◆ **Records shown**:
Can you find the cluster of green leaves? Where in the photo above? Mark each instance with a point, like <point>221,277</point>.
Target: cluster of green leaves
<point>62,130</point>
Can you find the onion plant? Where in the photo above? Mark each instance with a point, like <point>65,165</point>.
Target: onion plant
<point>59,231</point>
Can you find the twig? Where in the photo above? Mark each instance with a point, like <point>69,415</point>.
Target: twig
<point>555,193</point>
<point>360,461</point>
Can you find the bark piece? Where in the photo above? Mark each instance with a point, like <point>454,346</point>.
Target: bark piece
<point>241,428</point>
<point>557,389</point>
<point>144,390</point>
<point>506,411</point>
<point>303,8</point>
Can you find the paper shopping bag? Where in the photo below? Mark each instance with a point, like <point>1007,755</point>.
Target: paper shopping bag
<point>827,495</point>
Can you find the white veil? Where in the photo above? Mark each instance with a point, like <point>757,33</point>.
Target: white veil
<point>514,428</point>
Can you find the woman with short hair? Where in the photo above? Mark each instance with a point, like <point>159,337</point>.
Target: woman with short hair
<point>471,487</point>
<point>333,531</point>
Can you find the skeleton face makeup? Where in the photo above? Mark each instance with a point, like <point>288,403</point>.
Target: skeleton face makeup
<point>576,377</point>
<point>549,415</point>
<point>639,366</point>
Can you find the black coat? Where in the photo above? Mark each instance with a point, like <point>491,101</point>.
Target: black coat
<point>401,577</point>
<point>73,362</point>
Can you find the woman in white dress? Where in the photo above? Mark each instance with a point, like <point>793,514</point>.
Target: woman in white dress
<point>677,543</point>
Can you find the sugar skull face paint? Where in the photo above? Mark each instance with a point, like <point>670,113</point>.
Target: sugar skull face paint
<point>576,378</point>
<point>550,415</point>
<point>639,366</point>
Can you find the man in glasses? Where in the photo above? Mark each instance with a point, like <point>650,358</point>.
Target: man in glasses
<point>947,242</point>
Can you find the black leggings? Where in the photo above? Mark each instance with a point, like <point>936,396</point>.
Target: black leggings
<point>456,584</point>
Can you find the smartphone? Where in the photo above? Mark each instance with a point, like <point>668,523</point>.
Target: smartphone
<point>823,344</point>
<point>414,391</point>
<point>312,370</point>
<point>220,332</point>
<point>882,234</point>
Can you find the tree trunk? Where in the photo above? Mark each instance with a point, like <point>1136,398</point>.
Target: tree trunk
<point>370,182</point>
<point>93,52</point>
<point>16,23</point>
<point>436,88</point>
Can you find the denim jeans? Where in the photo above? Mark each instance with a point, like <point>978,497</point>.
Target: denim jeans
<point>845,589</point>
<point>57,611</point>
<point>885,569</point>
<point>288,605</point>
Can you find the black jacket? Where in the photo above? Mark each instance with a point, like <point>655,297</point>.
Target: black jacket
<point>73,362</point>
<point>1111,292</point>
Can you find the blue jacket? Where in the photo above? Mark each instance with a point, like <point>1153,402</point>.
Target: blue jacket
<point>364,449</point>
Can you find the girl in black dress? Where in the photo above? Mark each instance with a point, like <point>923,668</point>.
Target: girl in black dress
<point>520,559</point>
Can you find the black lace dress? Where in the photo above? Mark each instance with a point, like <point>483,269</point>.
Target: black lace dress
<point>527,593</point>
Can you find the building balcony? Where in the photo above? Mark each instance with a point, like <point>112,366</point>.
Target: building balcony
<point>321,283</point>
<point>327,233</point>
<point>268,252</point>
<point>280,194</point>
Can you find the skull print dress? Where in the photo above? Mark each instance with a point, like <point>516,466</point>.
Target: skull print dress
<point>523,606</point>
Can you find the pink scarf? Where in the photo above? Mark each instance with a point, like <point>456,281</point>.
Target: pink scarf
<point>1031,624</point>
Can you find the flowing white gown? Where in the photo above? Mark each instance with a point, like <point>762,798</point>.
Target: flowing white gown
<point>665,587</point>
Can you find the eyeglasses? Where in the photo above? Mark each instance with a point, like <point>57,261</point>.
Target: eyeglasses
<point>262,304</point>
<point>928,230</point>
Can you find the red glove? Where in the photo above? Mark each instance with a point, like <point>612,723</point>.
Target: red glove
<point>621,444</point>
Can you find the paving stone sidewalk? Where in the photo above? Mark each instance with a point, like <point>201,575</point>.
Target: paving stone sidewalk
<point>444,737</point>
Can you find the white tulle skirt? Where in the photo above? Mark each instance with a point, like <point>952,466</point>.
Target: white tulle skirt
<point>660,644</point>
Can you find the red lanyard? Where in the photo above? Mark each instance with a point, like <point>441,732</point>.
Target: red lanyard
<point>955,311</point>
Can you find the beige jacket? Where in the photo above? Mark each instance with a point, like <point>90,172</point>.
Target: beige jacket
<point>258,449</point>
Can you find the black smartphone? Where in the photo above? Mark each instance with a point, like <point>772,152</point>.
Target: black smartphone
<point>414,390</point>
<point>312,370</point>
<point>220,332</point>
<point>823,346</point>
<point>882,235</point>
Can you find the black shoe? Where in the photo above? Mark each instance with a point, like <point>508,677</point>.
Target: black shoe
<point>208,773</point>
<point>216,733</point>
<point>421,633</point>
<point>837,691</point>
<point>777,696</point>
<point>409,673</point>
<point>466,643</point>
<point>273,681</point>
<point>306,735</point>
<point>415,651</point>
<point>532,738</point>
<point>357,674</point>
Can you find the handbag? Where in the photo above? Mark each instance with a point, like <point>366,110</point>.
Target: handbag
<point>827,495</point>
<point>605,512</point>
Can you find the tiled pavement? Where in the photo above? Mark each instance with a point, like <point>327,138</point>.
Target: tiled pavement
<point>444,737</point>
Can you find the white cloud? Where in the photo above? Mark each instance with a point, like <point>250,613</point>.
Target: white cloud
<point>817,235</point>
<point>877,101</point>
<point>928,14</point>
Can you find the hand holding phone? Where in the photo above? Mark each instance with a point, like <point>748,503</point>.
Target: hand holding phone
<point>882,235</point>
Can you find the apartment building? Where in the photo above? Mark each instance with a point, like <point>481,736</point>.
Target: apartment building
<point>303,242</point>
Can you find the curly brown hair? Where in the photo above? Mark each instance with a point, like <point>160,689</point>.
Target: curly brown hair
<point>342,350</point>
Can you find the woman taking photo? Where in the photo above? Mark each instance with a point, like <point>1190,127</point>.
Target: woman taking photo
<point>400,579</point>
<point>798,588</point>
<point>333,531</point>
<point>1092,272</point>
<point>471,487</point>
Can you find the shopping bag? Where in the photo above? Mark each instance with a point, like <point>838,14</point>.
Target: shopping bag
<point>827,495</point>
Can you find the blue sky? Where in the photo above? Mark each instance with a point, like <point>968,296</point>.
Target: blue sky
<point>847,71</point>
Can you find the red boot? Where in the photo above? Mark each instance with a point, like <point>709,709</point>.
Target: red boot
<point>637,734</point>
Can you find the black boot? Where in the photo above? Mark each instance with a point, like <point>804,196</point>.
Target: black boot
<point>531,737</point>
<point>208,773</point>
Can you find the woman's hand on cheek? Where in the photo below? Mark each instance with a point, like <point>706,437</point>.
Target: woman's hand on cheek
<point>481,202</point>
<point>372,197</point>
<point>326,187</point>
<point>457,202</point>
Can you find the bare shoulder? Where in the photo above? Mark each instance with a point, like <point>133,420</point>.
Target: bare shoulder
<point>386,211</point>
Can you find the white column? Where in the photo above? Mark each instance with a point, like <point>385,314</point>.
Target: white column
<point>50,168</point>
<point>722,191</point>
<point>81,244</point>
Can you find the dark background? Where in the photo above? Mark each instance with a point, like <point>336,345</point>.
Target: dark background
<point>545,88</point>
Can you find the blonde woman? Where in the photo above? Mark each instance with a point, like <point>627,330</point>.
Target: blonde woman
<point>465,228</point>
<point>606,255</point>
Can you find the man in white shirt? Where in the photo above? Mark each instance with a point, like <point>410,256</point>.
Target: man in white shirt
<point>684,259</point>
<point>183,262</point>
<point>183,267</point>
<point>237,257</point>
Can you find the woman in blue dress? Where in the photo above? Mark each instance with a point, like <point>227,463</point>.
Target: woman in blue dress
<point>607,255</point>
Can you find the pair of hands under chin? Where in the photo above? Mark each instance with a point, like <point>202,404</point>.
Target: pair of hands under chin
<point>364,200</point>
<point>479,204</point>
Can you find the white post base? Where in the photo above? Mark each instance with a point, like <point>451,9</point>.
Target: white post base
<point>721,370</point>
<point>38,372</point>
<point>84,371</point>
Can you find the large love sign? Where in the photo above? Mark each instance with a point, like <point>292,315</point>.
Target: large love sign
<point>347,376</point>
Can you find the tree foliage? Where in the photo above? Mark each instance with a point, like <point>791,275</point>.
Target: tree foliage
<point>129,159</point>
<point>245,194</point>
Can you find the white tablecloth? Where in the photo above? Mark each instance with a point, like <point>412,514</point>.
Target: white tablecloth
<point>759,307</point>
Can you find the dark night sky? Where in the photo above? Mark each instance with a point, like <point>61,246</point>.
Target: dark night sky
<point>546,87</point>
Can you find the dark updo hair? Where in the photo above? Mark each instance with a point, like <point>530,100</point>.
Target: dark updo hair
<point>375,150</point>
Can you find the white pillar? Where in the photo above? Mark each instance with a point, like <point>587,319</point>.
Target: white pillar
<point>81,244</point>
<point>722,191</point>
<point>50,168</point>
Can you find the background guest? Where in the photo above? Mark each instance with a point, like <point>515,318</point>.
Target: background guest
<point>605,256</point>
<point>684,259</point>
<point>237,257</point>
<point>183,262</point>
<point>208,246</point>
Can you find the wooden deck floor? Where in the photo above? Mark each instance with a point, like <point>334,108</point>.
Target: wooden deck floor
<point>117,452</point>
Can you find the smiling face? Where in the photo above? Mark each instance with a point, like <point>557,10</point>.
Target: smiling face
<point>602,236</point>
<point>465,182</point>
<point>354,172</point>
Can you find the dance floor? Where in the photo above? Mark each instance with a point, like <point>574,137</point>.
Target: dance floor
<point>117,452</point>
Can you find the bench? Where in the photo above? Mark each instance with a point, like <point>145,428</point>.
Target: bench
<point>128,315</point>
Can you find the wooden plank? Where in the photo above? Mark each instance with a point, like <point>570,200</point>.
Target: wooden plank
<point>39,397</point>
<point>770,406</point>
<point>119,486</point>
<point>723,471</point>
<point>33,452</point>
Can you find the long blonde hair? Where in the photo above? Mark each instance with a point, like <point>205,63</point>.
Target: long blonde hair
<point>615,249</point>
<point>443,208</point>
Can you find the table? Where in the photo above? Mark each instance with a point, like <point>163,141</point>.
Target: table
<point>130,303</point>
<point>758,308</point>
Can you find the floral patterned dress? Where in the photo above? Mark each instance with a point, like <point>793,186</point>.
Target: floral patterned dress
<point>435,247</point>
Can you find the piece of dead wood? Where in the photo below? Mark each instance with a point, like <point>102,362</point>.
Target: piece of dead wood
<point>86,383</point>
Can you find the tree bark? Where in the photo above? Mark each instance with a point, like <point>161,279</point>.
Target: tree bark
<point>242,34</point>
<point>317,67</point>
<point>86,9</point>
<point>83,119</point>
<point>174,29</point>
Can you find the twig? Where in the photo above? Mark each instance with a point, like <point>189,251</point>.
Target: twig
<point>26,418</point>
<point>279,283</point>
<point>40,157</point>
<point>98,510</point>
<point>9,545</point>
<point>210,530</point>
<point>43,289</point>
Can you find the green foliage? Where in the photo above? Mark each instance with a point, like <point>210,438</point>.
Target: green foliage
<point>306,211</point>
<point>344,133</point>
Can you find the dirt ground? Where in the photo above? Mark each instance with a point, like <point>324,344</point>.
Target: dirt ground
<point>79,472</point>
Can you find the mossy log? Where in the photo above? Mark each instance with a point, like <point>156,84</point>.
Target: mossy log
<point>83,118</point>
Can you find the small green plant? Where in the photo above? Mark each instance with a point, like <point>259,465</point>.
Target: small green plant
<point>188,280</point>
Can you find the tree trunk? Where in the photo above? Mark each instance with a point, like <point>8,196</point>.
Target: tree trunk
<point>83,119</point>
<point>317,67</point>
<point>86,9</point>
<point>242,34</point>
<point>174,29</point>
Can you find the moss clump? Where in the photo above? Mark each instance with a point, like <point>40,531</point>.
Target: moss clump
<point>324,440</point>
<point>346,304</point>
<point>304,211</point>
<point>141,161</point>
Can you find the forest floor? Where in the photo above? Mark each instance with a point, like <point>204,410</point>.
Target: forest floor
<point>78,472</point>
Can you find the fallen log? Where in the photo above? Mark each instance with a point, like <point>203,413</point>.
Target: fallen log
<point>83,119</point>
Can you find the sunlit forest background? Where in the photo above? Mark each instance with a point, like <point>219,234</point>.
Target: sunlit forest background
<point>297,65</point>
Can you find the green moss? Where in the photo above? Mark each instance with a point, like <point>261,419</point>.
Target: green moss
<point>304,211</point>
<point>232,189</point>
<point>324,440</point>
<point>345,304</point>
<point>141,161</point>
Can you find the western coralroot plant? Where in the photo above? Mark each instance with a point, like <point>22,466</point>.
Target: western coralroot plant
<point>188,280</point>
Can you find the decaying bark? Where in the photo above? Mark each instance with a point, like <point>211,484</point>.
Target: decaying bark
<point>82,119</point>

◆ **To do**: Above are the lines; repeat exactly the ones from the line containing "Can you find the white column?" down to the line containing "Can you find the white post", both inclusive.

◆ **Task answer**:
Can you find the white column? Where in the photo above? Mark each instance with a point, like <point>385,314</point>.
Target: white column
<point>50,168</point>
<point>722,191</point>
<point>81,244</point>
Can you find the dark background? Where in the photo above? Mark each instance with a point, like <point>336,345</point>.
Target: dark background
<point>545,88</point>
Can you find the blonde woman? Where in the photo above? Mark each instance with a point, like <point>627,330</point>.
Target: blonde woman
<point>465,228</point>
<point>606,255</point>
Can you find the man in white shirt? Where in the photo above? Mark each instance with a point, like <point>410,256</point>.
Target: man in white shirt
<point>684,259</point>
<point>183,262</point>
<point>183,267</point>
<point>237,257</point>
Can you find the woman in blue dress? Where in the photo above? Mark each instance with a point, like <point>227,463</point>.
Target: woman in blue dress
<point>607,255</point>
Can you find the pair of hands under chin? Where in the photo above? Mark each instance with a point, like <point>202,404</point>.
Target: pair of hands under chin
<point>364,200</point>
<point>479,204</point>
Can you find the white post base? Where in the photo above? Mark each instance with a point, like <point>451,9</point>.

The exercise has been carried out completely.